Records from a data source

****************

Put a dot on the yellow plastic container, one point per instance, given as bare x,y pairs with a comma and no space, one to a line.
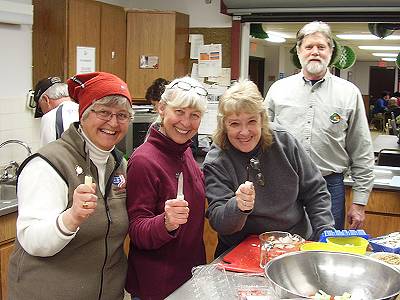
319,246
352,244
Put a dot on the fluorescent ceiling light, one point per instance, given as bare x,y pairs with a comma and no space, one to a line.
275,39
366,37
280,34
382,48
384,54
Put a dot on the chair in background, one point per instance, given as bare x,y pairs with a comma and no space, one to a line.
389,157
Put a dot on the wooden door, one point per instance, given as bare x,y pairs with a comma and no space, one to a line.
149,34
256,72
113,40
380,79
83,30
49,39
182,47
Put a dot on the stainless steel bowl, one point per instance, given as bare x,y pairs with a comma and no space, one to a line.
303,274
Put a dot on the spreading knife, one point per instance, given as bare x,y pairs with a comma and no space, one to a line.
179,194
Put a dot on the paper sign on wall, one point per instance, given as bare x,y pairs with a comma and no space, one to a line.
210,60
148,62
195,40
85,59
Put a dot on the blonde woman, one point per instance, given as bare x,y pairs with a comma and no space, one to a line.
166,231
258,177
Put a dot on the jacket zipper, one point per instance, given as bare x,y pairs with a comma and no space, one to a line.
109,221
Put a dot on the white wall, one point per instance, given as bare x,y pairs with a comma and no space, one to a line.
16,120
201,14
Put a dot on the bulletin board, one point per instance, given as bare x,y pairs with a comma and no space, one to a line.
216,36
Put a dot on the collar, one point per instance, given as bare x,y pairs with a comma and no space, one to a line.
324,78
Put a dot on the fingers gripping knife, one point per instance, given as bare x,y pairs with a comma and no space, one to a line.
179,194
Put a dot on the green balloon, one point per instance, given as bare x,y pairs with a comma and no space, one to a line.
346,59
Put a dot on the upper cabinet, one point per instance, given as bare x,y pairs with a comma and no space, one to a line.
60,26
161,35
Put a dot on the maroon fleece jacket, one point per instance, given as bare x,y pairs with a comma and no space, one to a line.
160,262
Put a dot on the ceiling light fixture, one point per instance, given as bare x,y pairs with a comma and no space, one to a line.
275,39
384,54
366,37
381,48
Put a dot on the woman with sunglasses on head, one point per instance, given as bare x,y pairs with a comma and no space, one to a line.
72,218
258,177
166,229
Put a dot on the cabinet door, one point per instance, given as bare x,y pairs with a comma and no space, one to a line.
5,252
49,39
83,30
149,34
113,40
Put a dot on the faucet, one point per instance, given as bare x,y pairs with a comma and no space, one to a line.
10,177
25,145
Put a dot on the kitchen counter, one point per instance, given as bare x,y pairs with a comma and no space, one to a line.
8,207
387,178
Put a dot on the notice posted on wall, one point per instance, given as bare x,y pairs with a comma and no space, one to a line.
210,60
85,59
148,62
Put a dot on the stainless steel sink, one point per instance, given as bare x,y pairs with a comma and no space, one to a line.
8,192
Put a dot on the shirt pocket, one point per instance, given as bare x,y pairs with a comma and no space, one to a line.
333,120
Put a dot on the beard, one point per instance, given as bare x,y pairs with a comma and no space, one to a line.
314,67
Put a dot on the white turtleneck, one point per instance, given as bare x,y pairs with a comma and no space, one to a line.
43,199
99,157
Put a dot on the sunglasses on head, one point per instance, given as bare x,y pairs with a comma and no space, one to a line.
185,86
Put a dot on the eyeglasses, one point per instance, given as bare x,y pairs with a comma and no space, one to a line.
187,87
254,164
106,115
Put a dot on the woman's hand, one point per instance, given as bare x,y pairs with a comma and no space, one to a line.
245,196
83,205
176,213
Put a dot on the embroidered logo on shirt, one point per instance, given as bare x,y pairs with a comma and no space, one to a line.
119,184
119,180
335,118
78,170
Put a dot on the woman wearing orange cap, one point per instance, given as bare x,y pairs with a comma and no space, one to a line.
72,218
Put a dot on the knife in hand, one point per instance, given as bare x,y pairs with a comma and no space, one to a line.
179,194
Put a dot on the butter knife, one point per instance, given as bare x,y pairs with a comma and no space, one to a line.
179,194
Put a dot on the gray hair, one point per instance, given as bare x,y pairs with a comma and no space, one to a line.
175,97
314,27
243,96
56,91
111,100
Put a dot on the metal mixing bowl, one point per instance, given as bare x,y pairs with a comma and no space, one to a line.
303,274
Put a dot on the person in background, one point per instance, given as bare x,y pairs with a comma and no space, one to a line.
55,107
155,90
381,103
258,176
166,231
153,94
326,114
72,218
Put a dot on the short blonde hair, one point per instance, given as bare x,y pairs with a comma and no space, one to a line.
243,96
176,97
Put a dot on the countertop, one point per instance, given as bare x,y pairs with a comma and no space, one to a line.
387,178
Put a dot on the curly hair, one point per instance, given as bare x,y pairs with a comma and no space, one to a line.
156,89
243,96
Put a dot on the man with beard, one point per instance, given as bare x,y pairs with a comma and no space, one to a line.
326,114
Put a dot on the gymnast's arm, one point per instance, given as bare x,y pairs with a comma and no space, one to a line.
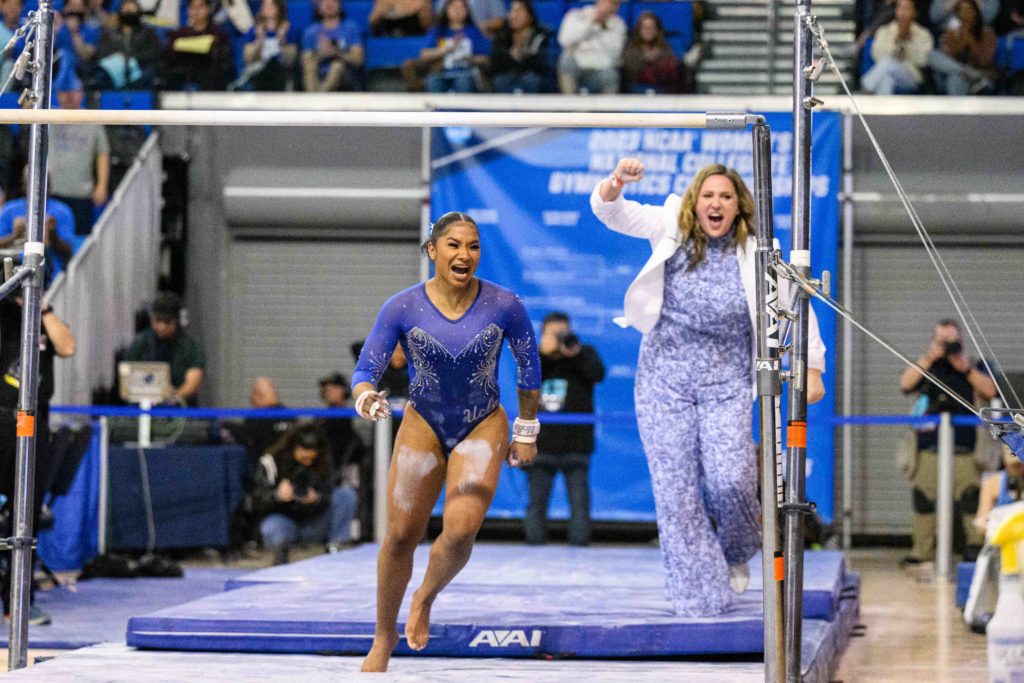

****************

→ Objective
Show every line of the listing above that contains the word "stainless".

→ Answer below
Put a dot on the stainless steel bowl, one point per instance, given as bare x,y pairs with a comma and no space, one to a line.
Put a dot on the stainless steel sink, one point per instance, given as bare x,y pairs with a comma and no space, one to a line.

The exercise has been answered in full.